TEXT FOR ANALYSIS
- Opening Delimiter -

Researchers have identified how iron-deficient plants optimize photosynthesis to protect themselves from absorbing too much light, according to a new study published in Proceedings of the National Academy of Sciences.
The research comes as the globe considers the effects of climate change on how food is grown.
“This study adds to what we know about how plants respond to environmental change at a critical time for our human food supply,” says Mary Lou Guerinot, professor of biological sciences and senior researcher of the study.
Iron is central to photosynthesis, the process that converts light energy into chemical energy in plants. Since people obtain a majority of their calories and nutrients from plants, it is important that researchers understand how plants process the mineral.
The research focuses on activity in chloroplasts, where 90% of the iron in plant leaves is stored and where photosynthesis takes place.
“Many strategies to optimize iron usage have been documented, but we knew fairly little about the mechanisms of how chloroplasts adapt to iron deficiency prior to this study,” says Garo Akmakjian, Guarini ’18, lead author of the paper and now a postdoctoral researcher at the University of California, Riverside.
The research team, which included Nabila Riaz, Guarini ’22, followed the cause of light-induced leaf bleaching observed in an iron-deficient plant. They identified two regulatory proteins that protect plants from absorbing too much light during iron deficiency.

- Closing Delimiter -

SUPPLIED MATERIAL
- Opening Delimiter -

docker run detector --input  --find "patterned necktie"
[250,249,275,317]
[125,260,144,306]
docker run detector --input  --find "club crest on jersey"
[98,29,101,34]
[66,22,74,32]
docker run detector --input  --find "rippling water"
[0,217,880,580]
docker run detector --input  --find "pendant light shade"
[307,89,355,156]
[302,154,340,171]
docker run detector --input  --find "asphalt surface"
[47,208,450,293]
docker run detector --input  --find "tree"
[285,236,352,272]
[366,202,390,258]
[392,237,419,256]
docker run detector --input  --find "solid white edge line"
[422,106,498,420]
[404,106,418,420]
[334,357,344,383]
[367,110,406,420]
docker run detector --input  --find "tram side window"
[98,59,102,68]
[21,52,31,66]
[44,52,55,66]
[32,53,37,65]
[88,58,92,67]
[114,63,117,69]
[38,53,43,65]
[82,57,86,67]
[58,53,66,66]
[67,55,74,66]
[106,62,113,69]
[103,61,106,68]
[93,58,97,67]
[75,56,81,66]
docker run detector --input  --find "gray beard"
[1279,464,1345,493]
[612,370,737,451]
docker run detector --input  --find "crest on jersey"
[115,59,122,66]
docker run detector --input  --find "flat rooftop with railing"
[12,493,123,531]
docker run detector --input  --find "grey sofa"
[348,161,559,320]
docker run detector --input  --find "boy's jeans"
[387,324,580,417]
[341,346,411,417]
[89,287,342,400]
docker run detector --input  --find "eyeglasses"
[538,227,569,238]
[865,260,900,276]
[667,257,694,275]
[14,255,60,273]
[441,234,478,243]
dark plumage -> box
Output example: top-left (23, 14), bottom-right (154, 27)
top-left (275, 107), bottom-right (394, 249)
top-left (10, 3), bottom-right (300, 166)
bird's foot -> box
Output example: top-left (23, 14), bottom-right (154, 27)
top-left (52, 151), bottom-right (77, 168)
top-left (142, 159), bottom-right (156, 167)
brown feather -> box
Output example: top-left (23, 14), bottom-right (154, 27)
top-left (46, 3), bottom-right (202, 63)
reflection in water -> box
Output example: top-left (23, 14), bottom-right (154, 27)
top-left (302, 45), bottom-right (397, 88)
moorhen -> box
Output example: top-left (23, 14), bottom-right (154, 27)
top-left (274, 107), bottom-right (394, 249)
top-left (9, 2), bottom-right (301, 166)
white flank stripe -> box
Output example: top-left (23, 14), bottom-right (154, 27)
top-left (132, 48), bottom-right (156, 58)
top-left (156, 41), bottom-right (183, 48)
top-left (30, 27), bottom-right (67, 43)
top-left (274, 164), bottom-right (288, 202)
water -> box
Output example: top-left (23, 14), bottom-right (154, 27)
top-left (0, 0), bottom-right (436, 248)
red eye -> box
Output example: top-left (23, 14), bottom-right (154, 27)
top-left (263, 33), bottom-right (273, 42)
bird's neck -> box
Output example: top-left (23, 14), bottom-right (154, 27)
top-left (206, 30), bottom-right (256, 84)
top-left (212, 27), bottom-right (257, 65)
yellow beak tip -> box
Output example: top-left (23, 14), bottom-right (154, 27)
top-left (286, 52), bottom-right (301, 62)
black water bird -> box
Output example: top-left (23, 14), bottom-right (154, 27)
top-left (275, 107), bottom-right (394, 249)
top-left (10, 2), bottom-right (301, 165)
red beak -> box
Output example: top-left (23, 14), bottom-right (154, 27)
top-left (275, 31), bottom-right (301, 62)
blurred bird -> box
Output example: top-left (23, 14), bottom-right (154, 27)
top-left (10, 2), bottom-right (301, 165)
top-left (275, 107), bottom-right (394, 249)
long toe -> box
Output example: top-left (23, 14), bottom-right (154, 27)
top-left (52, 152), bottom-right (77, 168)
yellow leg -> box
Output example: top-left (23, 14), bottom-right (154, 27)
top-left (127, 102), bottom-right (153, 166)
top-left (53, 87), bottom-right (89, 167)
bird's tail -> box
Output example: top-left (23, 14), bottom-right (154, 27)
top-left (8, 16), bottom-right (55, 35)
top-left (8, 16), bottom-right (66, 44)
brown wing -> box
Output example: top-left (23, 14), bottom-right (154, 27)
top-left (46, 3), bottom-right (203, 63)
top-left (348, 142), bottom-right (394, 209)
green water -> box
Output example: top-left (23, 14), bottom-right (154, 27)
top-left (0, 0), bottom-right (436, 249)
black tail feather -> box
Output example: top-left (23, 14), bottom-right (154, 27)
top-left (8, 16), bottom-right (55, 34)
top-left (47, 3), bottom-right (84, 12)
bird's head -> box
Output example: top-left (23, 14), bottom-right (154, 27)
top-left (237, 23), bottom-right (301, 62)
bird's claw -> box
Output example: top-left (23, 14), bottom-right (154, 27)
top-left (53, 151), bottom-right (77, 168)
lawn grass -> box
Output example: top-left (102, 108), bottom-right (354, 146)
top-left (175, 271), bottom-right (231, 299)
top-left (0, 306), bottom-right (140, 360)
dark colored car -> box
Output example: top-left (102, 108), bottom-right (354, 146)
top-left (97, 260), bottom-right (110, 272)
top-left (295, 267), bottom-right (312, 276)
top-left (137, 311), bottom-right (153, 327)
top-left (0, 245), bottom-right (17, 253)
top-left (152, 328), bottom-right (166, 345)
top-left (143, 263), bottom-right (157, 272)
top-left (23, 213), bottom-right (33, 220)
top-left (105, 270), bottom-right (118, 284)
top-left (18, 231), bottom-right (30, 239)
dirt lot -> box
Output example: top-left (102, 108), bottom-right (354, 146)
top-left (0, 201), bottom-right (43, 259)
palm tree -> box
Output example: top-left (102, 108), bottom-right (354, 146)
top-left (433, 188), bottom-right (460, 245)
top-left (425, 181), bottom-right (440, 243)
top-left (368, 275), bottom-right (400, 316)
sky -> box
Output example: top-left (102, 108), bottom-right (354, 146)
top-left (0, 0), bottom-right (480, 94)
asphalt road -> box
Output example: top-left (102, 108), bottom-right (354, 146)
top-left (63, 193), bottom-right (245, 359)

- Closing Delimiter -

Continue the article on how iron-deficient plants protect themselves from absorbing too much light, beginning after its final sentence.

Technical images taken by Riaz demonstrate the way iron and other nutrients react to the absence of the regulatory proteins.
“Being able to use advanced technology to image where nutrients are localized in living plant tissues is exciting and increases our understanding of how elements distribute themselves in response to environmental changes,” says Riaz.
The iron uptake system in plants is regulated by a cascade of activities, many of which have been discovered by Dartmouth’s Guerinot Lab.
The team hopes that understanding how plants adapt their photosynthetic machinery during iron deficiency may allow researchers to optimize plant growth in soils where iron is not naturally available.
“With climate change, where and how we grow crops is changing,” says Guerinot. “In the future, we won’t have the luxury of only growing crops in fertile soils rich in nutrients and with plenty of water.”